## Work required
Decide whether each statement agrees with the pesticide residue text below. For each one, answer yes or no and quote the words of the text that decide it. (a) The most promising method combined GCB, RP-C18 and PSA. (b) Within-laboratory relative standard deviations stayed below 10%. (c) The method was first validated for 25 pesticides using GC-MSD.

## Text shown
Optimization and validation of a single method for the determination of pesticide residues in Peumus boldus Molina leaves using GC-MSD, GC-MS/MS and LC-MS/MS

https://doi.org/10.1016/j.jarmap.2020.100254Get rights and content

Highlights

  • Pesticide multiresidue method based on Quechers template for the herbal Boldo developed.

  • TLC strategy for best method selection.

  • Evaluation of coextractives and matrix effects of the selected method.

  • 90 pesticide residues determined by GCMSMS, LCMSMS and GCMS.

Abstract

The QuEChERS methods, CEN 15662 and AOAC 2007.01, and different clean-up variations were applied to the determination of pesticide residues in Peumus boldus Molina leaves, using LC and GC coupled to single and tandem mass spectrometry. Boldo belongs to the class of medicinal and aromatic plants. Because of its complex chemical composition including terpene peroxides, alkaloids and phenolic acids at concentrations typically 100-fold higher than that of a possible contaminant, it is a very challenging matrix for pesticide residue determination. Thin layer chromatography was used to evaluate the efficacy of removal of matrix co-extractives using different clean-up sorbents, including neutral alumina, graphitized carbon black (GCB), octadecyl reverse phase silica gel (RP-C18) and pH modification in the extraction and clean-up steps. The most promising method was a combination of GCB, RP-C18 and primary-secondary amine (PSA) within the QuEChERS template. The final optimized method was validated according to the SANTE guidelines using LC–MS/MS and GC–MS/MS. The method scope includes 84 representative pesticide residues with recoveries ranging from 70 to 119% and within laboratory relative standard deviations below 15%. The method was initially validated for 25 representative pesticides using GC-MSD, making it applicable in those laboratories equipped only with a single mass detector. It is important to emphasize that the method complies with the requirements of international pharmacopoeias and food regulatory agencies, since herbal teas are found in both categories, as herbal remedies and foods.

## Extracted records
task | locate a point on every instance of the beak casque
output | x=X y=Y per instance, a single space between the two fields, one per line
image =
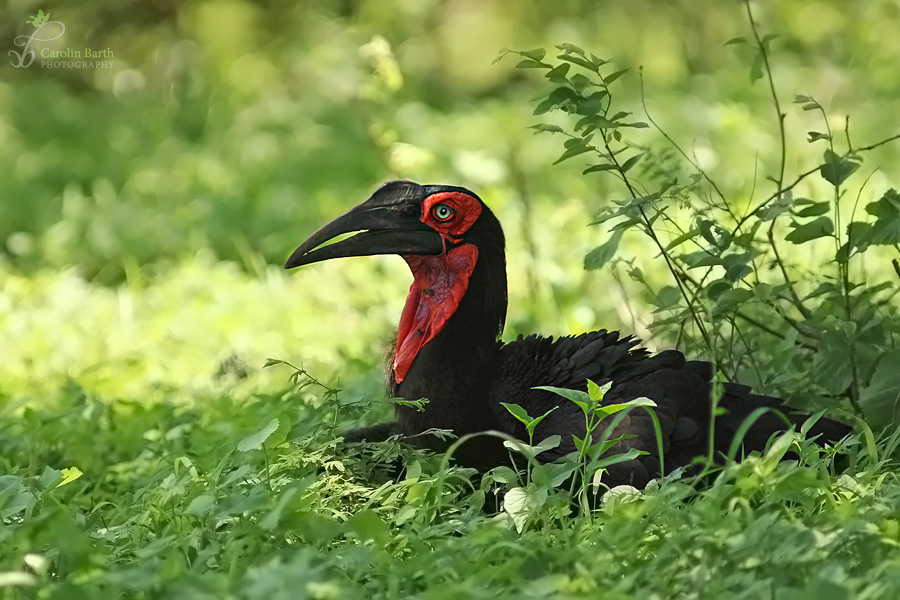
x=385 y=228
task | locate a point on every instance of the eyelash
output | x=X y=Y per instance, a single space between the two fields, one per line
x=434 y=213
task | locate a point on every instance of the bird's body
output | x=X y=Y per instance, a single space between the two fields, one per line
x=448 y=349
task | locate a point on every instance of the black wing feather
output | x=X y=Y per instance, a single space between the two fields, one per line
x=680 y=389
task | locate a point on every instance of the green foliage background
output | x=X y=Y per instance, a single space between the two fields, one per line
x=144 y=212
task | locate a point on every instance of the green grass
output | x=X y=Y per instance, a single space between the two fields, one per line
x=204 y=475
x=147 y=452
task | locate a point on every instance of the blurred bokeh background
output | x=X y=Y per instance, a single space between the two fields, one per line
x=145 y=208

--

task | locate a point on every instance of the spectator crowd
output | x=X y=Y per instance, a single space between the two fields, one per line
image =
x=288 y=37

--

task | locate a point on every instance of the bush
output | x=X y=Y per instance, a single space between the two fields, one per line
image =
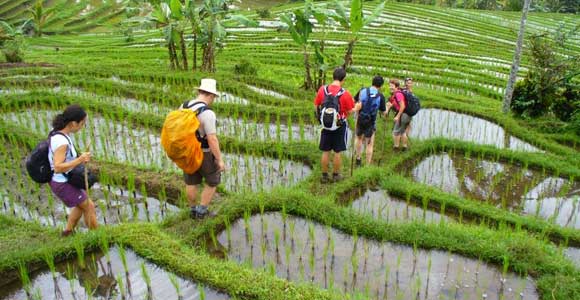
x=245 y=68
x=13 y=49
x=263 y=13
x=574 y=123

## Output of the exercise
(a) Yes: "The most promising method was a combination of GCB, RP-C18 and primary-secondary amine (PSA) within the QuEChERS template."
(b) No: "within laboratory relative standard deviations below 15%"
(c) Yes: "The method was initially validated for 25 representative pesticides using GC-MSD"